#### DATASET ROWS
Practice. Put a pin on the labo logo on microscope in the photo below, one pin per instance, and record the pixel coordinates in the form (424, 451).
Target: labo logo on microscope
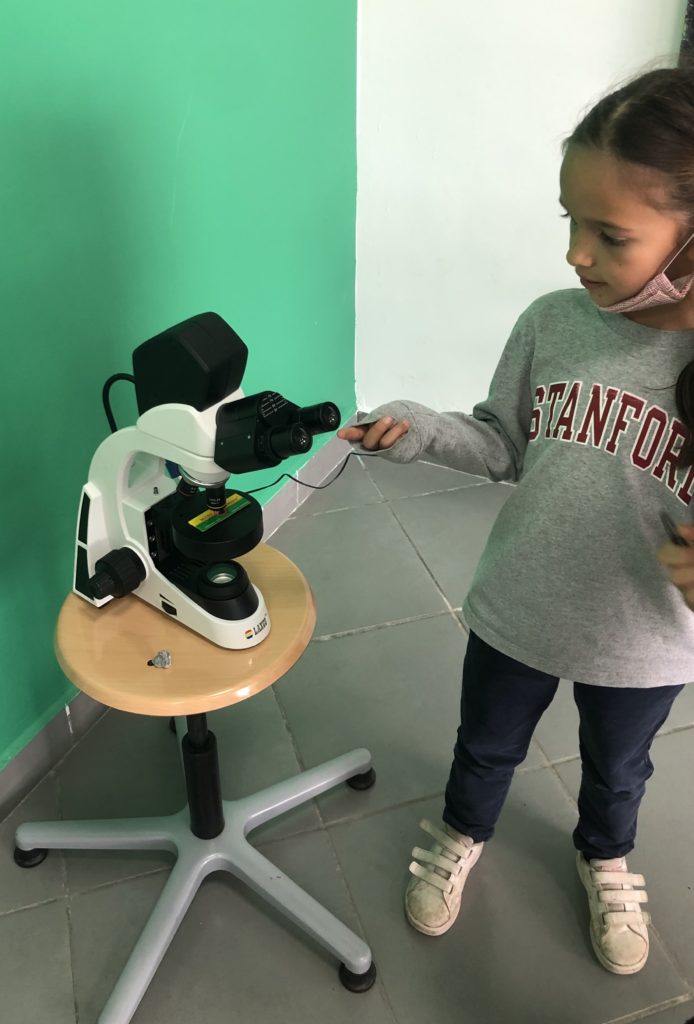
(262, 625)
* * *
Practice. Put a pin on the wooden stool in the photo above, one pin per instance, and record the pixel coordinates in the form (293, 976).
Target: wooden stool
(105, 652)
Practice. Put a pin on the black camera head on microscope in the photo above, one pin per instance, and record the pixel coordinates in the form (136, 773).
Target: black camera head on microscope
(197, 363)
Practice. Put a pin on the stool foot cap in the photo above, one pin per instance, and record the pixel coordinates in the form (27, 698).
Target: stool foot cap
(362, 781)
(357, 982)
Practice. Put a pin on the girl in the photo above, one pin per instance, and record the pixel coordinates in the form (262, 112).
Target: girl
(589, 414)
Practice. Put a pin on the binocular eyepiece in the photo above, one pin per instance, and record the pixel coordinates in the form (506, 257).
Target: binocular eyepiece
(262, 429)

#### EXERCISE BRIEF
Show each line of the data above that contains the word "camera", copying every such line in full. Case counts when matching.

#### RESULT OF THIS TASK
Practice. Put a pin on the black camera head on microscope in the photo above, one pin per instance, and record the pixel coordinates in the form (136, 773).
Target: black camera head on microscope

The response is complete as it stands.